Collected data:
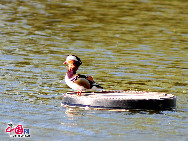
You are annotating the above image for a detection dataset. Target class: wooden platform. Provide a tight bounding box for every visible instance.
[62,90,176,110]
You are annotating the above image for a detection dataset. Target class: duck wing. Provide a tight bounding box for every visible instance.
[76,74,103,89]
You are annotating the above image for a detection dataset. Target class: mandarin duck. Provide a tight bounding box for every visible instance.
[64,55,103,96]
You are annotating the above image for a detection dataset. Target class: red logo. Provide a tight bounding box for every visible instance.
[5,122,30,138]
[15,125,23,134]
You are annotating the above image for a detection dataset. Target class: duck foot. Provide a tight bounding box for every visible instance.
[77,91,82,96]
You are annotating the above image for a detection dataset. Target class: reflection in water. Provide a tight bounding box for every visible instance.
[0,0,187,140]
[65,107,89,117]
[64,105,175,118]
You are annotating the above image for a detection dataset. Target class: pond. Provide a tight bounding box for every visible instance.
[0,0,187,140]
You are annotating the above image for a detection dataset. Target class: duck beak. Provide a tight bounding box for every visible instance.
[63,61,67,64]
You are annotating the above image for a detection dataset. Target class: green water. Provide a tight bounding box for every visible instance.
[0,0,187,140]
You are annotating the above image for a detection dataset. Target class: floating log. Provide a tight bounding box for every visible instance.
[62,90,176,110]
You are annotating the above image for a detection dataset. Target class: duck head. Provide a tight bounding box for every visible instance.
[64,55,82,72]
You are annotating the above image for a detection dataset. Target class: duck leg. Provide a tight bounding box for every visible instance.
[77,91,82,96]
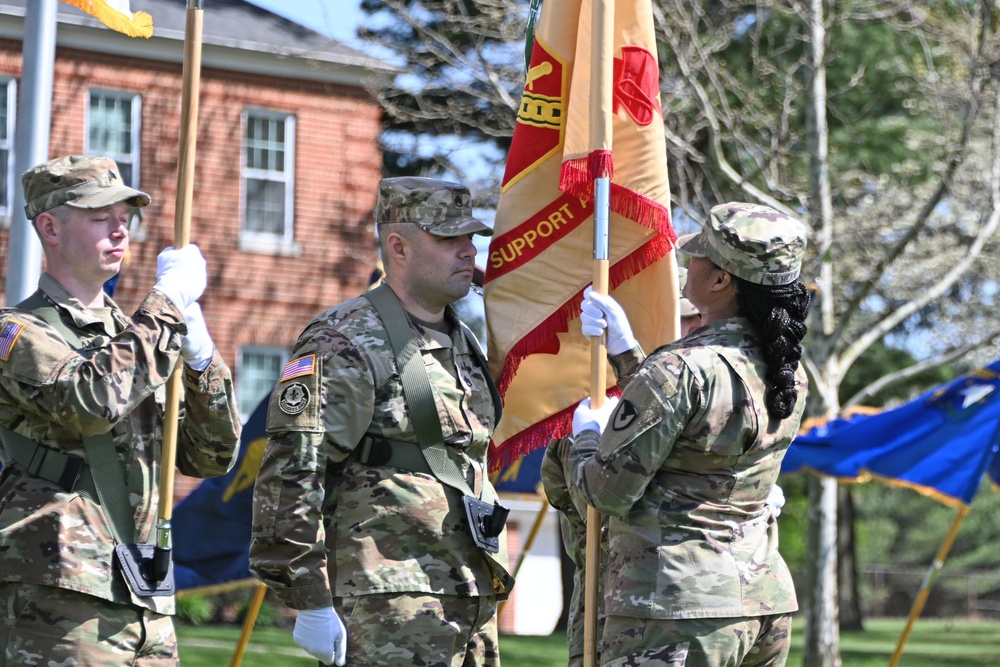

== DESCRIPTION OF THE TASK ==
Only the entries themselves should be output, word for word, with all pictures omitted.

== COMPLETED TASK ==
You are annotating the above image for a detection dataset. Target class: wooden platform. Provide a tight bounding box for every visible instance.
[62,90,176,110]
You are annotating the above image for a detection dataset. Target class: duck wing. Provide a tight bounding box for every visible instance.
[76,74,103,89]
You are annotating the above image for a detection dataset. Target class: mandarin duck. Provide a tight bounding box for every visible instance.
[64,55,103,96]
You are annotating the above image for a detection dataset. Target class: red logo. Provide a tight bounding box for every visible instance.
[5,122,30,138]
[15,125,23,134]
You are annotating the above image for a detection dataset. Target class: duck foot. Provide a tight bounding box for every visible instance.
[77,91,82,96]
You are annotating the above image for a detection dataset. Target class: reflection in water. Provide a tight bounding box for every visible instance.
[0,0,187,140]
[65,107,89,117]
[64,105,175,118]
You are annotating the above image for a detection dataset. Target class: pond. Provide a tight bounding box for every visible instance.
[0,0,187,140]
You are annotating the above image for a detection dataset. Target class: duck beak. Provide a tight bounding box for every visible instance.
[63,61,67,64]
You are annotating the above image for a detection dataset. Target class: green water. Provide a tight bounding box for every visible instance.
[0,0,187,140]
You are annotating the above image for a detection dataset. Target class: floating log. Provide a tight bounding box for every visible instance.
[62,90,176,110]
You are annotating the above image for a detection dataset. Target class: duck head. Provide a tight bounding box for every visible instance.
[64,55,82,72]
You are annotating the above image for a detection dataset. Target class: duck leg. Provide a tight bounding box for every visible instance.
[77,91,82,96]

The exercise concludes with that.